### About this exercise
Give the entries again, exactly as they stand.

###

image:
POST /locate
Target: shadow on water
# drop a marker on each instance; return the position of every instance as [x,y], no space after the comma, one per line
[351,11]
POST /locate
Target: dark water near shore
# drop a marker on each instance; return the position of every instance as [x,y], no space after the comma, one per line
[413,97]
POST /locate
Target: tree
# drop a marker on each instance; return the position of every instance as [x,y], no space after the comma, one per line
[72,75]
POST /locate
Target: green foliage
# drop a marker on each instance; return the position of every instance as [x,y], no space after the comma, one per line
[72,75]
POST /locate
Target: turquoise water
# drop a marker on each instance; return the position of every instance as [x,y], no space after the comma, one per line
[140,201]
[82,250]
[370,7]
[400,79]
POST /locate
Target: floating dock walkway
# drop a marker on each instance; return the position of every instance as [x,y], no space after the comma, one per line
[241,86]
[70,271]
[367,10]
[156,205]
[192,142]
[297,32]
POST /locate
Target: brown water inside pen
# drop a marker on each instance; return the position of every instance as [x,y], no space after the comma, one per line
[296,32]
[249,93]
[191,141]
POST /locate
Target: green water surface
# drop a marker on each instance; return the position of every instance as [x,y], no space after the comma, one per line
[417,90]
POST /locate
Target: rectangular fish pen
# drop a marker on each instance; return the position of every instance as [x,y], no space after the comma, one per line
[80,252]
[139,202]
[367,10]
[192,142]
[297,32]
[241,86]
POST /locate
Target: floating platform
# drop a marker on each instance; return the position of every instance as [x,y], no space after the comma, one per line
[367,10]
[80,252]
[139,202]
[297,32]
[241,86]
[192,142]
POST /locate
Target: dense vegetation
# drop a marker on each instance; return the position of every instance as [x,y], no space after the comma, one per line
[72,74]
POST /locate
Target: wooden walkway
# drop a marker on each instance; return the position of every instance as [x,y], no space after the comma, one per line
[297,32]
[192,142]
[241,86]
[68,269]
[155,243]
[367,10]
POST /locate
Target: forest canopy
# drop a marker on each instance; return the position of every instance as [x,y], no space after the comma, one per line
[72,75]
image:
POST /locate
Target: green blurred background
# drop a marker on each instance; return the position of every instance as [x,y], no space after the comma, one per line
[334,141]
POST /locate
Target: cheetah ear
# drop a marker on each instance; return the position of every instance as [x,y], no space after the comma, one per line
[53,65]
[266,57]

###

### Output for this task
image:
POST /locate
Target: shadow on water
# drop a marker on each instance; return the position of every instance as [x,y], no space after the comma, one per line
[351,11]
POST /locate
Target: dark water near shore
# drop a marker on each instance; return the position of every instance as [x,y], no space after the comma, one per line
[413,97]
POST /locate
Target: tree
# drop a marker on each instance; return the position of every instance as [x,y], no space after the comma, one per line
[72,75]
POST /locate
Target: green foliage
# drop a marker on each instance; return the position of every instance as [x,y], no space after the comma, one per line
[72,75]
POST /locate
Target: turquoise water
# drop a marker on each instance; return the position of every instance as [x,y], no space after the comma, one per line
[140,201]
[82,250]
[370,7]
[400,79]
POST /locate
Target: floating dock walkway
# drop a marker on each instance; return the position of every instance as [x,y], no space after the comma, one per line
[241,86]
[70,271]
[367,10]
[156,205]
[192,142]
[297,32]
POST /locate
Target: brown water inside pen
# drop a marker on each instance; return the position of every instance as [x,y], no space after the comma, one per line
[296,32]
[249,93]
[191,141]
POST /locate
Target: green water surface
# drop a marker on each instance; return the position of every instance as [x,y], no space after the comma, one per line
[417,90]
POST /locate
Target: rectangular fish pen
# drop a marker on each instance; return the position of every instance as [x,y], no space after the comma, one per line
[80,252]
[139,202]
[367,10]
[192,142]
[297,32]
[241,86]
POST /locate
Target: floating platform
# drop a marker on each instance; return the position of every instance as [x,y], no space after the comma, one per line
[367,10]
[80,252]
[139,202]
[297,32]
[241,86]
[192,142]
POST /locate
Target: dense vegetation
# drop a marker on each instance; return the position of every instance as [x,y], no space after the comma, one per line
[72,74]
POST /locate
Target: wooden walkway
# drop a marker on each instance; return the position of every instance as [x,y], no space after the comma, one per line
[297,32]
[192,142]
[241,86]
[68,269]
[155,243]
[367,10]
POST /locate
Target: forest canopy
# drop a marker on each instance; return the position of every instance as [x,y], no space after the comma, one per line
[72,75]
image:
POST /locate
Target: green blurred background
# drop a marker on each instance; return the position of every instance as [x,y], no space after the comma, one per line
[334,141]
POST /locate
Target: cheetah ear
# drop a marker on each instance; return the position of every instance as [x,y], no space after the comma, one per line
[53,65]
[266,57]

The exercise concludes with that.